-- Begin RAW DATA --

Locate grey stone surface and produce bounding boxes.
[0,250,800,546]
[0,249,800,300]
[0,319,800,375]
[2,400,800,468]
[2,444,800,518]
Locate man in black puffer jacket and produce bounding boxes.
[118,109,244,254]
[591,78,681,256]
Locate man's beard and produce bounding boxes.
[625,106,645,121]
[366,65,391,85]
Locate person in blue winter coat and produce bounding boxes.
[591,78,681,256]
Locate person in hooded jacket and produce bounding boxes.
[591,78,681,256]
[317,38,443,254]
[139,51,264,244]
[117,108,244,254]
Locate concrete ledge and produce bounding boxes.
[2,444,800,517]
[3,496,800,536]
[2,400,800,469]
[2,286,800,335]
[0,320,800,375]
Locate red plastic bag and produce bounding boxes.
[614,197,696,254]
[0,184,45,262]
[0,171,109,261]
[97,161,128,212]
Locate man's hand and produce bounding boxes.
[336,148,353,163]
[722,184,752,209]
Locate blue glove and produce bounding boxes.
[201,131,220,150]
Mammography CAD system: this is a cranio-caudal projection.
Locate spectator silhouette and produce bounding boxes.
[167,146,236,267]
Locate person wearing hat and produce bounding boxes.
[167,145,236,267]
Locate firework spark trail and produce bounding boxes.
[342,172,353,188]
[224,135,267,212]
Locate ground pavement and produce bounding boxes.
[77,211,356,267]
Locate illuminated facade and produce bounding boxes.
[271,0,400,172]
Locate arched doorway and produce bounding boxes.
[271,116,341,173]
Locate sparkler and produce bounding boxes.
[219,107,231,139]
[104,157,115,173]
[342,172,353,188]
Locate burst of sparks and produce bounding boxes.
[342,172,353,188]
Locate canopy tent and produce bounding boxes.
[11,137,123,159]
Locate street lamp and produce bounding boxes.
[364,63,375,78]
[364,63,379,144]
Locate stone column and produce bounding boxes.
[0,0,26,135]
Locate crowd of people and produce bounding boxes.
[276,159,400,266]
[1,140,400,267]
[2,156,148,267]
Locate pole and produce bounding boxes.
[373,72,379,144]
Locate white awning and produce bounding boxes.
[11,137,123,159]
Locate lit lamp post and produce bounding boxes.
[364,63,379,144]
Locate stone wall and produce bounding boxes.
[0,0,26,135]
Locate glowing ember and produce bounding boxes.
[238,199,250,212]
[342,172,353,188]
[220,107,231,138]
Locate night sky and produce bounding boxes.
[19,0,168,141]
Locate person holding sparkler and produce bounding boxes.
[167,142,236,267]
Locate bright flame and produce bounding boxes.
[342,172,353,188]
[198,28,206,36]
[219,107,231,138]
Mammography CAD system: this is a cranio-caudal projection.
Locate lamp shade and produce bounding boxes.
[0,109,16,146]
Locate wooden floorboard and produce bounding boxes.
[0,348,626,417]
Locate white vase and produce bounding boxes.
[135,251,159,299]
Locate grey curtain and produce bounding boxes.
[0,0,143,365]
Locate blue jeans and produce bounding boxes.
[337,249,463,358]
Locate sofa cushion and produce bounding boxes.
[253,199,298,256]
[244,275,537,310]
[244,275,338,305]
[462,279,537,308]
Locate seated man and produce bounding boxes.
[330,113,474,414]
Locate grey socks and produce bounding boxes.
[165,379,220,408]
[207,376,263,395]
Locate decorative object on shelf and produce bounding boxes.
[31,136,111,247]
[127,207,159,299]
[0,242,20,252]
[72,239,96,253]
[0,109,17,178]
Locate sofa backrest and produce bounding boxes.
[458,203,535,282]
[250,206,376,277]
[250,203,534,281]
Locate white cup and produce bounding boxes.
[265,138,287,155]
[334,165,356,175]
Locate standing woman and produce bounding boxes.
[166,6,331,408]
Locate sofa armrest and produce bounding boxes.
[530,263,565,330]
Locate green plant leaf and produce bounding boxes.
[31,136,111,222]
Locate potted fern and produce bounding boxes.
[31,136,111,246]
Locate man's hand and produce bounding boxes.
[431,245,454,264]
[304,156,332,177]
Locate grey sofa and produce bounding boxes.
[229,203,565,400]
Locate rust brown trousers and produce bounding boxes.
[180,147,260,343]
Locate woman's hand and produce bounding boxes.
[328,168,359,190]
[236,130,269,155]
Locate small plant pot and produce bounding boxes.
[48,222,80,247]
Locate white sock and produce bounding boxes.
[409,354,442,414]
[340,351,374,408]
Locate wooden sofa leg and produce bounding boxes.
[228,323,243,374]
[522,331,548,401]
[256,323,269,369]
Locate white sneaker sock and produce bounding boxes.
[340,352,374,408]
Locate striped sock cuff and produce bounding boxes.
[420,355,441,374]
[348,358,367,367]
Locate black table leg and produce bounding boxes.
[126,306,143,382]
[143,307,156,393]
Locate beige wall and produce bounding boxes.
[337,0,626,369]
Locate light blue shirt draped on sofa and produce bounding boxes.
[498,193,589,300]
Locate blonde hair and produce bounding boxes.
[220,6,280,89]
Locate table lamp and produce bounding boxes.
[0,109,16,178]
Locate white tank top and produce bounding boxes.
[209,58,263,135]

-- End RAW DATA --

* **TASK OBJECTIVE**
Return the records above verbatim, starting at the line that contains "Locate sofa backrest" and ending at the line that contains "[236,130,269,155]", with both of those lines included.

* **RIGHT ANSWER**
Locate sofa backrest and produce bounding boxes.
[458,203,535,282]
[250,206,376,277]
[250,203,534,281]
Locate white cup and produce bounding boxes.
[265,138,287,155]
[334,165,356,175]
Locate standing woman and produce bounding boxes.
[166,6,331,408]
Locate sofa armrest and produce bounding boxes.
[530,263,565,330]
Locate green plant leaf and produce bounding boxes.
[31,136,111,222]
Locate potted fern and produce bounding boxes.
[31,136,111,246]
Locate man's hand and produce bounding boxes.
[431,245,454,264]
[304,156,332,177]
Locate grey sofa and produce bounding boxes.
[229,203,565,400]
Locate rust brown trousers and produce bounding boxes.
[180,147,260,343]
Locate woman's hand and produce bounding boxes.
[328,168,359,190]
[236,130,269,155]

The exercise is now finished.